[Data items]
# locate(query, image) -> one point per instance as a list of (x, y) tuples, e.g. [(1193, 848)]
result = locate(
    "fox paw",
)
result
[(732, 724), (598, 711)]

▶ **The problem**
List every line of the records that contains the string "locate". Matching is case-sensitive.

▶ **Answer to this problem**
# locate(query, image) -> one point per instance as a list of (x, y) tuples, e.g. [(1193, 848)]
result = locate(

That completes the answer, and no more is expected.